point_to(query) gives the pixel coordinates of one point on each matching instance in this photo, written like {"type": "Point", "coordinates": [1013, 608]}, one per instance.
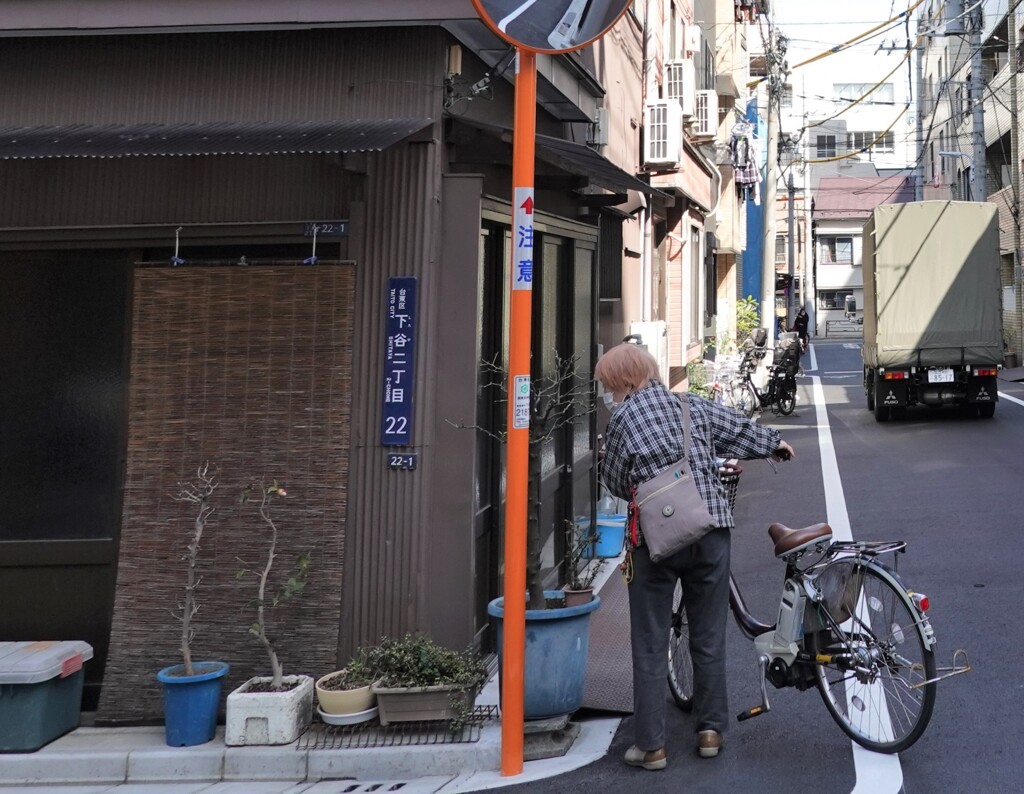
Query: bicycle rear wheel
{"type": "Point", "coordinates": [680, 664]}
{"type": "Point", "coordinates": [787, 401]}
{"type": "Point", "coordinates": [875, 684]}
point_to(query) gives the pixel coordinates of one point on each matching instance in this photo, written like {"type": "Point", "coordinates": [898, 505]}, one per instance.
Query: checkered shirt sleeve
{"type": "Point", "coordinates": [645, 436]}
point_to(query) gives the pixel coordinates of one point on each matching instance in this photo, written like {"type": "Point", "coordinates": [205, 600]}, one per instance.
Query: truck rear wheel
{"type": "Point", "coordinates": [879, 406]}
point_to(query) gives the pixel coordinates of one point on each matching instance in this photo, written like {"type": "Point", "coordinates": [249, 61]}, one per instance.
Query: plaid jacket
{"type": "Point", "coordinates": [645, 436]}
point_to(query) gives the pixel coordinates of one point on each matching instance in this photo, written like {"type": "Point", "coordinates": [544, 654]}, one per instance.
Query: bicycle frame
{"type": "Point", "coordinates": [848, 627]}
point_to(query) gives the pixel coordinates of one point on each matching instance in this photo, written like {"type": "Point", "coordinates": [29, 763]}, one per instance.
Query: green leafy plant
{"type": "Point", "coordinates": [349, 678]}
{"type": "Point", "coordinates": [266, 594]}
{"type": "Point", "coordinates": [417, 661]}
{"type": "Point", "coordinates": [696, 377]}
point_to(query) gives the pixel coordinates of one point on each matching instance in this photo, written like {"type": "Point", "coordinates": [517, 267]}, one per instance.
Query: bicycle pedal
{"type": "Point", "coordinates": [755, 711]}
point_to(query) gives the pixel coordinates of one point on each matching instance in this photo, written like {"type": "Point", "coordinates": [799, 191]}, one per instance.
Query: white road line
{"type": "Point", "coordinates": [503, 24]}
{"type": "Point", "coordinates": [877, 774]}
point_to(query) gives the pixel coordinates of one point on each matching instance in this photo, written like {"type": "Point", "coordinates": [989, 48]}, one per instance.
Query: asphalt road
{"type": "Point", "coordinates": [949, 486]}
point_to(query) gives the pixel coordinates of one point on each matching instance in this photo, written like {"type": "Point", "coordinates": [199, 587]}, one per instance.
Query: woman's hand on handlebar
{"type": "Point", "coordinates": [783, 452]}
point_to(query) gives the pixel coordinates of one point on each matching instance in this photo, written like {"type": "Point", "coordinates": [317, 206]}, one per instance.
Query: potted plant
{"type": "Point", "coordinates": [344, 697]}
{"type": "Point", "coordinates": [581, 565]}
{"type": "Point", "coordinates": [274, 709]}
{"type": "Point", "coordinates": [418, 679]}
{"type": "Point", "coordinates": [557, 635]}
{"type": "Point", "coordinates": [192, 690]}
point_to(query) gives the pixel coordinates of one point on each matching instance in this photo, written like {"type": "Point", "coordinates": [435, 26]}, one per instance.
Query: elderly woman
{"type": "Point", "coordinates": [644, 436]}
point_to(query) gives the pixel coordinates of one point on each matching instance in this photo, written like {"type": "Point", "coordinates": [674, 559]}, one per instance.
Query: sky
{"type": "Point", "coordinates": [813, 26]}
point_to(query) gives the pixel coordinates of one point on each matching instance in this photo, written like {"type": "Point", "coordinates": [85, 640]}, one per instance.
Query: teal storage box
{"type": "Point", "coordinates": [40, 692]}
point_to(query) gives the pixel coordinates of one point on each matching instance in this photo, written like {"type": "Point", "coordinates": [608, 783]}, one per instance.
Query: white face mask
{"type": "Point", "coordinates": [609, 402]}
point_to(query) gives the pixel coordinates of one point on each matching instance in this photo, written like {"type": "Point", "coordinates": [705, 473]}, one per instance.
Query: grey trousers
{"type": "Point", "coordinates": [704, 571]}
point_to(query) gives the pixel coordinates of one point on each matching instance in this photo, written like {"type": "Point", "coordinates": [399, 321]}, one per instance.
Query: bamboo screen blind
{"type": "Point", "coordinates": [249, 369]}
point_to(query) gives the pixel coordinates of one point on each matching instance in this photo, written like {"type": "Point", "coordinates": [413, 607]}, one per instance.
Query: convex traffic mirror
{"type": "Point", "coordinates": [551, 26]}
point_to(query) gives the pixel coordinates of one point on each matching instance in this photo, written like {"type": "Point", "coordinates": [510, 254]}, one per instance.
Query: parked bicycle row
{"type": "Point", "coordinates": [734, 382]}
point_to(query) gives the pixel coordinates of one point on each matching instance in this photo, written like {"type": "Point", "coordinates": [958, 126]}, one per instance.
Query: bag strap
{"type": "Point", "coordinates": [685, 404]}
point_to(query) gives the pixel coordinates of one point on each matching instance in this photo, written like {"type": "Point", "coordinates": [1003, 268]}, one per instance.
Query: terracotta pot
{"type": "Point", "coordinates": [344, 701]}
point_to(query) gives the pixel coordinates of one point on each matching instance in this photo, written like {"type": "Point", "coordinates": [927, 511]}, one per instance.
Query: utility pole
{"type": "Point", "coordinates": [1015, 172]}
{"type": "Point", "coordinates": [979, 170]}
{"type": "Point", "coordinates": [792, 253]}
{"type": "Point", "coordinates": [919, 190]}
{"type": "Point", "coordinates": [774, 54]}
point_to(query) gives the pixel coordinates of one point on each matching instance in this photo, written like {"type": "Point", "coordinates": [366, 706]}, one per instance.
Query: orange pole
{"type": "Point", "coordinates": [514, 624]}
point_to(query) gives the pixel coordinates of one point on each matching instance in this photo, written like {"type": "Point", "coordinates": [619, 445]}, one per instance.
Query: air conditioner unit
{"type": "Point", "coordinates": [691, 39]}
{"type": "Point", "coordinates": [706, 116]}
{"type": "Point", "coordinates": [680, 83]}
{"type": "Point", "coordinates": [663, 122]}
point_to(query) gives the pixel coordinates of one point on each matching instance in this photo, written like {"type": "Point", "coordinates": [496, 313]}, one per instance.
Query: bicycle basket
{"type": "Point", "coordinates": [839, 587]}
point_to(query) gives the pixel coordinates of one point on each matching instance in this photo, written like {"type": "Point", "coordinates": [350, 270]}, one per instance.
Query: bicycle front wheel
{"type": "Point", "coordinates": [787, 401]}
{"type": "Point", "coordinates": [743, 400]}
{"type": "Point", "coordinates": [680, 663]}
{"type": "Point", "coordinates": [873, 671]}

================

■ Instructions to follow ■
Copy all entries exactly; skip pictures.

■ Solution to this problem ■
point_to(query) gives the pixel coordinates of one point on each matching instance in this photo, written like {"type": "Point", "coordinates": [1013, 608]}, one per instance.
Query: bicycle rear wheel
{"type": "Point", "coordinates": [680, 664]}
{"type": "Point", "coordinates": [787, 401]}
{"type": "Point", "coordinates": [875, 684]}
point_to(query) gives the pixel coordinates of one point on each matching instance in this photo, written like {"type": "Point", "coordinates": [898, 505]}, one per instance.
Query: checkered shirt sleeve
{"type": "Point", "coordinates": [645, 436]}
point_to(query) gives the pixel coordinates of one point on each matching instance in this photo, written like {"type": "Point", "coordinates": [205, 600]}, one per instance.
Query: truck rear wheel
{"type": "Point", "coordinates": [879, 406]}
point_to(query) gives the pixel coordinates of one point on each matching instance in this photo, written like {"type": "Point", "coordinates": [249, 61]}, one per instance.
Query: plaid jacket
{"type": "Point", "coordinates": [645, 436]}
point_to(query) gives the pixel coordinates of one point on each matching instance in this photo, written like {"type": "Point", "coordinates": [544, 654]}, one per instance.
Query: bicycle frame
{"type": "Point", "coordinates": [848, 627]}
point_to(query) gives the pixel coordinates of one point on each matching instance in this photo, written like {"type": "Point", "coordinates": [29, 763]}, one per instance.
Query: green leafy plant
{"type": "Point", "coordinates": [349, 678]}
{"type": "Point", "coordinates": [266, 594]}
{"type": "Point", "coordinates": [417, 661]}
{"type": "Point", "coordinates": [696, 377]}
point_to(query) gives the pixel coordinates of one point on each matching instance in this photo, written like {"type": "Point", "coordinates": [517, 267]}, one per instance.
Query: bicycle pedal
{"type": "Point", "coordinates": [755, 711]}
point_to(query) gives the pixel coordinates of one point on each matching instance in this photo, written like {"type": "Point", "coordinates": [799, 191]}, one per instance.
Query: white road line
{"type": "Point", "coordinates": [503, 24]}
{"type": "Point", "coordinates": [877, 774]}
point_to(query) gives the pixel coordinates of one point on each matching instance in this photo, written like {"type": "Point", "coordinates": [989, 48]}, one per instance.
Query: asphalt road
{"type": "Point", "coordinates": [949, 486]}
point_to(query) gives the pixel coordinates of one point on each matching instance in this photo, written like {"type": "Point", "coordinates": [199, 587]}, one per instance.
Query: woman's hand on handlebar
{"type": "Point", "coordinates": [783, 452]}
point_to(query) gives the pixel coordinates of one point on each matching instance in this photo, written like {"type": "Point", "coordinates": [317, 206]}, one per instance.
Query: potted plant
{"type": "Point", "coordinates": [344, 697]}
{"type": "Point", "coordinates": [581, 565]}
{"type": "Point", "coordinates": [274, 709]}
{"type": "Point", "coordinates": [418, 679]}
{"type": "Point", "coordinates": [557, 635]}
{"type": "Point", "coordinates": [192, 690]}
point_to(query) gives the pixel coordinates of one point on each matching instance in this photo, written like {"type": "Point", "coordinates": [435, 26]}, one per instance.
Query: elderly woman
{"type": "Point", "coordinates": [644, 436]}
point_to(query) gives the pixel coordinates of one point on each matching instance in this photo, written like {"type": "Point", "coordinates": [674, 559]}, one per instance.
Query: sky
{"type": "Point", "coordinates": [813, 26]}
point_to(query) gives the pixel coordinates of one point on each matching instance in this photo, written like {"type": "Point", "coordinates": [85, 640]}, one per instance.
Query: teal storage box
{"type": "Point", "coordinates": [40, 692]}
point_to(query) gives the pixel coordinates of one point on each matching instance in this photo, written like {"type": "Point", "coordinates": [608, 783]}, one per instance.
Query: white face mask
{"type": "Point", "coordinates": [609, 402]}
point_to(query) gives the pixel coordinates of one point on each matching instance in this photo, written like {"type": "Point", "coordinates": [705, 473]}, one per instance.
Query: grey trousers
{"type": "Point", "coordinates": [704, 571]}
point_to(query) gives the pixel coordinates of one point on each matching instance in this photo, written like {"type": "Point", "coordinates": [399, 321]}, one per instance.
Query: bamboo screen blind
{"type": "Point", "coordinates": [249, 369]}
point_to(query) gives the pixel coordinates of one point on each matching instance in this photo, written like {"type": "Point", "coordinates": [413, 607]}, one per instance.
Query: convex traffic mirror
{"type": "Point", "coordinates": [551, 26]}
point_to(query) gives the pixel coordinates of one point on each matching instance in this photo, written like {"type": "Point", "coordinates": [510, 254]}, one per instance.
Query: parked bicycle row
{"type": "Point", "coordinates": [734, 382]}
point_to(query) gives the pixel coordinates of one point on each matching instance in this photo, written like {"type": "Point", "coordinates": [958, 126]}, one per instance.
Query: bag strap
{"type": "Point", "coordinates": [685, 404]}
point_to(query) gives the pixel coordinates of one point on each matching instance in this photo, written like {"type": "Point", "coordinates": [1003, 268]}, one per instance.
Query: terracotta pot
{"type": "Point", "coordinates": [344, 701]}
point_to(query) gives the pixel coordinates of one point on each matching instance in this photo, written like {"type": "Point", "coordinates": [927, 511]}, one per instance.
Query: utility pole
{"type": "Point", "coordinates": [1015, 172]}
{"type": "Point", "coordinates": [979, 170]}
{"type": "Point", "coordinates": [792, 253]}
{"type": "Point", "coordinates": [919, 190]}
{"type": "Point", "coordinates": [774, 54]}
point_to(query) gives the pixel coordinates of one point on each matching instance in this photo, written like {"type": "Point", "coordinates": [366, 706]}, one per instance.
Query: orange pole
{"type": "Point", "coordinates": [514, 624]}
point_to(query) gives the pixel coordinates of one point on each matching instance in this photo, written like {"type": "Point", "coordinates": [619, 445]}, one per instance.
Query: air conditioner unit
{"type": "Point", "coordinates": [691, 39]}
{"type": "Point", "coordinates": [706, 116]}
{"type": "Point", "coordinates": [680, 83]}
{"type": "Point", "coordinates": [663, 122]}
point_to(query) gives the pixel coordinates of one point on each matching instance in this photo, written like {"type": "Point", "coordinates": [496, 313]}, one per instance.
Query: bicycle basket
{"type": "Point", "coordinates": [839, 587]}
point_to(query) gives the pixel coordinates of one point on each matching instance in this photo, written like {"type": "Point", "coordinates": [350, 270]}, one per instance.
Query: bicycle front wheel
{"type": "Point", "coordinates": [787, 401]}
{"type": "Point", "coordinates": [743, 400]}
{"type": "Point", "coordinates": [680, 663]}
{"type": "Point", "coordinates": [873, 671]}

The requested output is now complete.